SOURCE EXTRACT:
Use the following cell to read in the first twenty files from the BackBlaze dataset, split the labels from the data, convert everything to Numpy arrays, and create a test dataset from the final 25% of the overall dataset.

In [None]:
import os
import pandas as pd
import numpy as np

def get_file_list(starting_directory="../data/data_Q4_2020/"):
    final_list = list()
    files = os.listdir(starting_directory)
    for file in files:
        file_name = os.path.join(starting_directory, file)
        if os.path.isdir(file_name):
            final_list = final_list + get_file_list(file_name)
        else:
            final_list.append(file_name)
    return final_list

all_files = get_file_list()

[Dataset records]
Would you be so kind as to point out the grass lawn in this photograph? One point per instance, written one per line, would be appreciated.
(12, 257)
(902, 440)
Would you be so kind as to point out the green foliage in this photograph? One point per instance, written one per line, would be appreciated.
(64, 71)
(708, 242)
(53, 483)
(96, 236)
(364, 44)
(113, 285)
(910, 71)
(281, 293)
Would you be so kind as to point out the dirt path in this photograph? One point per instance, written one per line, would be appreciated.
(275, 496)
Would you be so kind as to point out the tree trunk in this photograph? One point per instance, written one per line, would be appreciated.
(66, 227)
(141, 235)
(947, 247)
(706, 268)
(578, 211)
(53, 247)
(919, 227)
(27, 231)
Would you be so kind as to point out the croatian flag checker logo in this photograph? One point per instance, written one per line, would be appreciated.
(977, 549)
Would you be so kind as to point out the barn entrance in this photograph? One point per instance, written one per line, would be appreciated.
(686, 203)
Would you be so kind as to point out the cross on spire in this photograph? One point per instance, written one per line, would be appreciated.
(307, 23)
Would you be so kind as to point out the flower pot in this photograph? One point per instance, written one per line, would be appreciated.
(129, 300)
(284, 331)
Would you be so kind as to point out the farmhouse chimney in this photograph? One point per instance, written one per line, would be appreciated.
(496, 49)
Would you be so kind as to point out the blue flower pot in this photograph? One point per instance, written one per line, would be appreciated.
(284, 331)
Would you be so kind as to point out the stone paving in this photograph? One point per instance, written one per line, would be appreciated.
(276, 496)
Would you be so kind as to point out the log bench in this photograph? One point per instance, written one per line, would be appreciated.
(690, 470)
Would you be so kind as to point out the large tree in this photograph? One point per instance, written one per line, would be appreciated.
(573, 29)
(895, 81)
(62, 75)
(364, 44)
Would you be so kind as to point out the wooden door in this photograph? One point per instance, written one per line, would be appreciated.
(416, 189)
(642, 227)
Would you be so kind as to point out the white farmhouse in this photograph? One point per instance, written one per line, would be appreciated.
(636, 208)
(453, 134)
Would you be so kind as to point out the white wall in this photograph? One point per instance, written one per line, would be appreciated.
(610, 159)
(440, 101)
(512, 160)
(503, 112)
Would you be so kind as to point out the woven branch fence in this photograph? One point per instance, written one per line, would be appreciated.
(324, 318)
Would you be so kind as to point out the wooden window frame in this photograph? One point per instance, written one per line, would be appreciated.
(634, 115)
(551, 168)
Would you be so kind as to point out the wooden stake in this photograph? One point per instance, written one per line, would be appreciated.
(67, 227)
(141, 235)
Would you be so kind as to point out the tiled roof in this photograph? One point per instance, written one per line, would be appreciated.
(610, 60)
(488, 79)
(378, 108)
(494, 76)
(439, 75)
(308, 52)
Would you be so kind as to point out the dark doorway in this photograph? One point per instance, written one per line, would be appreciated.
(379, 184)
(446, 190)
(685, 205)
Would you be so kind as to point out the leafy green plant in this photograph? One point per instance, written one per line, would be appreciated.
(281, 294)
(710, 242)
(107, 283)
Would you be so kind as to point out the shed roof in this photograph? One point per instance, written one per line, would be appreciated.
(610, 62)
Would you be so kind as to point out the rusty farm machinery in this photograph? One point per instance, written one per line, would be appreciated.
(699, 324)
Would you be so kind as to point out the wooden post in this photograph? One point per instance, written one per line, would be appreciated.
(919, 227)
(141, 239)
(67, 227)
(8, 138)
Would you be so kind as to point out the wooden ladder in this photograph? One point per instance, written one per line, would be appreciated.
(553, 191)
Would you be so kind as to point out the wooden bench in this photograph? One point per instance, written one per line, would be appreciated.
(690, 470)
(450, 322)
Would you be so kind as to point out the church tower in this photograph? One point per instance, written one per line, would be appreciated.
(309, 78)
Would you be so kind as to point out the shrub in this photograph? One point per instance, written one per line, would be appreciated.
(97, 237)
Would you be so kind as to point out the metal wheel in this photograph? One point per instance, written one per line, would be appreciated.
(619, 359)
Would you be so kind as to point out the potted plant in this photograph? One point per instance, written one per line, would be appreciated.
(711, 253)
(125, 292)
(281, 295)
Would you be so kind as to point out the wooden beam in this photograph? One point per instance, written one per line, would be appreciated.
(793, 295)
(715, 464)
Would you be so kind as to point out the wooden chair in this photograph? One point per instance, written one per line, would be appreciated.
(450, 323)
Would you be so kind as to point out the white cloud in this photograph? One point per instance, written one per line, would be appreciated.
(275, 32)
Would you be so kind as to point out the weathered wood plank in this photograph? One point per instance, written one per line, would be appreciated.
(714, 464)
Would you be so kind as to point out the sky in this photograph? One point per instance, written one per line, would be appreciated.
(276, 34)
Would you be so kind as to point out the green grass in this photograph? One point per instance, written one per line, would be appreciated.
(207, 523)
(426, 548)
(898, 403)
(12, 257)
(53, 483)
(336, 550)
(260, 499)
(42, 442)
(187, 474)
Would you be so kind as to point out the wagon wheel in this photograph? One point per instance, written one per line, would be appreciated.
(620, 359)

REQUIRED TASKS:
1. Repeat the part of the BackBlaze notebook excerpt from "for file in" to "final_list + get_file_list(file_name)".
2. List every module that the BackBlaze notebook excerpt imports.
Work only from the BackBlaze notebook excerpt.

SOLUTIONS TO THE TASKS:
1.
for file in files:
        file_name = os.path.join(starting_directory, file)
        if os.path.isdir(file_name):
            final_list = final_list + get_file_list(file_name)

2. os, pandas, numpy